Data section:

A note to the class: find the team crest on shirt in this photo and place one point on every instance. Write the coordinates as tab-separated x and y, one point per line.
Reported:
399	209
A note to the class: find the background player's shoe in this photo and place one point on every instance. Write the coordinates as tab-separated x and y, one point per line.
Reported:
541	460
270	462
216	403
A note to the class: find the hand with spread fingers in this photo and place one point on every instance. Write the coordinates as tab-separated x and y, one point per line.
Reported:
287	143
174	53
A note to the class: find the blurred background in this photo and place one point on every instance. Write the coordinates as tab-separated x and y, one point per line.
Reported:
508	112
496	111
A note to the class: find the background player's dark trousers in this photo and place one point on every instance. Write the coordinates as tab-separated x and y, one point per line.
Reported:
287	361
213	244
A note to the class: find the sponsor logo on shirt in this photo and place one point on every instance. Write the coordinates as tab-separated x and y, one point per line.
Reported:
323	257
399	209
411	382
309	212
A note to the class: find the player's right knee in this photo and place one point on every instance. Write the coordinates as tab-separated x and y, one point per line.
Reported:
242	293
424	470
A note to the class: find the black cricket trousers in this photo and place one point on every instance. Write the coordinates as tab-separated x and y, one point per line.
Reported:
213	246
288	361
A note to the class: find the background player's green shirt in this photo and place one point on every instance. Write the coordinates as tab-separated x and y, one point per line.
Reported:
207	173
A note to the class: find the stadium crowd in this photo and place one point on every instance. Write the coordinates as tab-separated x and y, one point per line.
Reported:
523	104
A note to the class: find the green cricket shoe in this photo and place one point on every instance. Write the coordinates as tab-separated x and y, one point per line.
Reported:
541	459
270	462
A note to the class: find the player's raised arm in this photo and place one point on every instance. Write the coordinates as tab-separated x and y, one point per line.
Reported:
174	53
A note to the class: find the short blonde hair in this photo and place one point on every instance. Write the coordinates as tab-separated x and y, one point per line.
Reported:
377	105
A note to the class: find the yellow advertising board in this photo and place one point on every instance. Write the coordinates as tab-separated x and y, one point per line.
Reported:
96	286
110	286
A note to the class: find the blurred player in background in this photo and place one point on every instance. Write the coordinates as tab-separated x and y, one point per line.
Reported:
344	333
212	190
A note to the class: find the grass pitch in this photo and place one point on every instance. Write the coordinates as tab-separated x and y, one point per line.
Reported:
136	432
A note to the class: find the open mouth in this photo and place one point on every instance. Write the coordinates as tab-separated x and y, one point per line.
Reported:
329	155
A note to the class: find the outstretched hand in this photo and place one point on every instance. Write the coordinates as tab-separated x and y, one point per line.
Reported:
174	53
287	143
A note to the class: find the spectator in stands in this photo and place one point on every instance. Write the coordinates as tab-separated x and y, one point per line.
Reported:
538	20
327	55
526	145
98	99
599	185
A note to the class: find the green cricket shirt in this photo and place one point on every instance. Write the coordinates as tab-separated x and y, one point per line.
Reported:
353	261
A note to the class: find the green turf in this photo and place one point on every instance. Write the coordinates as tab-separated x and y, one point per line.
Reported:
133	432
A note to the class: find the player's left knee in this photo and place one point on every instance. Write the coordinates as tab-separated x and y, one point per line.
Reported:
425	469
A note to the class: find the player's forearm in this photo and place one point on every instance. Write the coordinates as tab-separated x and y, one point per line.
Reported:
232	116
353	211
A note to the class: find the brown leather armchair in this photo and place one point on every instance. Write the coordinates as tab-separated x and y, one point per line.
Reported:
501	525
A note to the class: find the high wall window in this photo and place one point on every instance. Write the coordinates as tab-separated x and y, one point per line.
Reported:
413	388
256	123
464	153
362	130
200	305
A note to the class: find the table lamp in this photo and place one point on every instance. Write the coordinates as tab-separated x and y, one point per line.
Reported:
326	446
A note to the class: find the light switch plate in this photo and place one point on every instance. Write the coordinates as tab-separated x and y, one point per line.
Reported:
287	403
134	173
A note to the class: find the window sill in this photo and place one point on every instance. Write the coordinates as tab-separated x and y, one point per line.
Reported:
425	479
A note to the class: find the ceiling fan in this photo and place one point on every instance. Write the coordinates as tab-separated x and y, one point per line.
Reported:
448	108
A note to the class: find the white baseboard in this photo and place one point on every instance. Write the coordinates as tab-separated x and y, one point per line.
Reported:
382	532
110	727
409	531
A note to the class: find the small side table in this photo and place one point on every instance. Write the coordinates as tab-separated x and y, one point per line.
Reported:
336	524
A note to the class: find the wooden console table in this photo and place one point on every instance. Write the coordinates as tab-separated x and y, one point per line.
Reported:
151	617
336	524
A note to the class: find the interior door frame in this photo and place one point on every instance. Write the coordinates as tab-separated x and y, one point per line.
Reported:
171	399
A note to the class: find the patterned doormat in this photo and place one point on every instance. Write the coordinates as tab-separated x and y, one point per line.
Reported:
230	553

Brief:
Exactly as given, restate all the lines above.

Result of the exercise:
A note to the class: find the team crest on shirt in this photo and place one point on every instance. Write the coordinates as tab-separated x and y, one point per line.
Reported:
399	209
A note to the class: find the background player's shoe in this photo and place one point on every instance. Write the coordinates as tab-separated x and y, one point per line.
Reported:
541	460
270	462
216	403
A note to the class: find the hand with spread fingers in this photo and place one point on every instance. Write the coordinates as tab-separated x and y, one point per line.
Reported:
287	143
174	53
A note to the class: find the blurred background in this photo and place one point on every instance. Write the coordinates as tab-separated x and y, one point per line.
Reported:
508	112
496	111
A note to the class: find the background player's dark trousers in this photo and place one point on every instance. Write the coordinates as tab-separated x and y, one point per line.
Reported:
287	361
213	244
A note to the class: find the sponsor logo on shirt in this photo and place one point on every instance. Write the coordinates as tab-separated x and y, one point per line.
Reported:
323	257
399	209
411	382
309	212
A note to the class: find the player's right knee in this photo and place one point on every instance. Write the coordinates as tab-separated x and y, one point per line.
Reported:
242	293
424	470
A note to the class: find the black cricket trousers in this photo and place one point on every instance. Write the coordinates as tab-separated x and y, one point per line.
Reported:
213	246
288	361
A note to the class: find the background player's green shirt in this photo and place one point on every instance. Write the coordinates as tab-separated x and y, one point per line.
Reported:
207	173
A note to the class: find the stadium crowd in this photo and place one point on every instance. Write the coordinates as tab-separated x and y, one point per line.
Reported:
523	104
A note to the class: find the green cricket shoe in this photo and place one point on every instance. Write the coordinates as tab-separated x and y, one point per line.
Reported:
541	459
270	462
A note to the class: find the player's raised arm in this photo and place one point on every instance. Write the coordinates as tab-separated x and y, one point per line.
Reported:
174	53
A note to the class: find the short blonde hair in this photo and place one point on every instance. Write the coordinates as tab-separated x and y, one point per line.
Reported:
377	105
A note to the class: find the yellow advertising board in this photo and place one point on every instance. Write the coordinates as tab-separated x and y, one point per line.
Reported:
96	286
110	286
A note to the class: find the blurred player in background in this photo and place one point on every instance. Write the coordinates as tab-separated x and y, one point per line.
Reported:
344	333
212	190
A note to the class: find the grass pitch in this photo and place one point on every instance. Write the coordinates as tab-separated x and y, one point per line.
Reported:
136	432
A note to the class: find the open mouth in this photo and place one point on every instance. Write the coordinates as tab-separated x and y, one point per line.
Reported:
329	155
A note to the class: find the outstretched hand in this photo and place one point on every instance. Write the coordinates as tab-separated x and y, one point per line.
Reported:
174	53
287	143
A note to the class: find the spectator in stands in this photo and place one point on every instance. Write the coordinates as tab-separated x and y, one point per line.
Reported:
538	20
327	55
526	145
98	99
599	185
A note to the class: find the green cricket shirt in this photo and place one point on every instance. Write the coordinates as tab-separated x and y, one point per line.
Reported:
353	261
A note to the class: find the green turf in this photo and place one point on every instance. Write the coordinates as tab-separated x and y, one point per line.
Reported:
133	432
A note to the class: find the player's left knee in this photo and place one point on every instance. Write the coordinates as tab-separated x and y, one point per line.
Reported:
425	469
A note to the class: find the player's forearm in this photo and place one point on every instance. Write the coordinates as tab-separated x and y, one point per line.
Reported:
232	116
353	211
A note to the class: find the brown leather armchair in this photo and place one point on every instance. Write the coordinates as tab-separated x and y, one point per line.
Reported:
501	525
A note to the class: find the high wall window in this photo and place one point on every instance. Write the coordinates as tab-separated x and y, one point per line.
Reported:
413	388
256	123
464	153
362	130
200	305
A note to the class: find the table lamp in this photo and place one point on every instance. Write the coordinates as tab-separated x and y, one point per line.
Reported:
326	446
A note to the class: find the light switch plate in this photo and place one point on every instance. Write the coordinates as tab-separated x and y, one point per line.
Reported:
287	403
134	173
A note to the class: find the window sill in this photo and place one point on every instance. Write the coordinates as tab-separated x and y, one point per line.
Reported:
425	479
A note to the class: find the ceiling fan in this photo and place one point on every instance. Write the coordinates as tab-separated x and y, one point per line.
Reported:
448	108
A note to the class: find the white baseboard in this photo and place one point on every instance. Write the coordinates as tab-separated x and y, one point per line.
Reported:
382	532
110	727
409	531
A note to the class: find the small side table in this photo and place one point on every instance. Write the coordinates as tab-separated x and y, one point per line.
Reported:
336	524
A note to the class: find the wooden console table in this photo and place one point on every instance. Write the coordinates as tab-separated x and y, one point per line.
Reported:
151	617
336	524
A note to the class: find the interior door frame in this photo and place one point on every instance. Write the coordinates as tab-separated x and y, one point per line.
Reported:
171	399
A note to the class: find the patterned doormat in this photo and place one point on every instance. Write the coordinates as tab-separated x and y, one point per line.
Reported:
230	553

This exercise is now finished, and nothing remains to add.